** Passage given **
## begin

Re: [patch] zfs livelock and thread priorities

From: Ben Kelly <ben_at_wanderview.com>
Date: Thu, 30 Apr 2009 11:55:10 -0400
On Apr 30, 2009, at 3:19 AM, Kip Macy wrote:
> I have a system at work that I could lock up within minutes with
> fsstress. With this patch the system is now stable with large numbers
> of fsstress processes running.
>
> Provided I get the heads up from pjd, I will commit it.

I found on my system that I could not zfs export my pool after running  
my load test with this patch.  To try to fix this I've updated the  
patch to delegate to vrele(9) instead of directly decrementing the  
vnode count.  I also modified the deferred operation to restart a full  
vrele(9) instead of calling VOP_INACTIVE since it occurred to me  
someone else might have grabbed the vnode while our task was on the  
queue.  I have only had time to run a short test, but it seems to  
avoid the problem so far.

## end

** Task instructions **
a – Reproduce the zfs livelock message, beginning at the words "Re: [patch] zfs" and stopping after "will commit it.".
b – In the zfs livelock message, what does the updated patch delegate to instead of directly decrementing the vnode count?

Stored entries

## begin

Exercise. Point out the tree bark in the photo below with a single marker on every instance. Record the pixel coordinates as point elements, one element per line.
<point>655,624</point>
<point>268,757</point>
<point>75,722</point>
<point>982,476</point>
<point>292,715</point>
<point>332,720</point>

## end

** Solutions in order **
a –
Re: [patch] zfs livelock and thread priorities

From: Ben Kelly <ben_at_wanderview.com>
Date: Thu, 30 Apr 2009 11:55:10 -0400
On Apr 30, 2009, at 3:19 AM, Kip Macy wrote:
> I have a system at work that I could lock up within minutes with
> fsstress. With this patch the system is now stable with large numbers
> of fsstress processes running.
>
> Provided I get the heads up from pjd, I will commit it.

b – It delegates to vrele(9).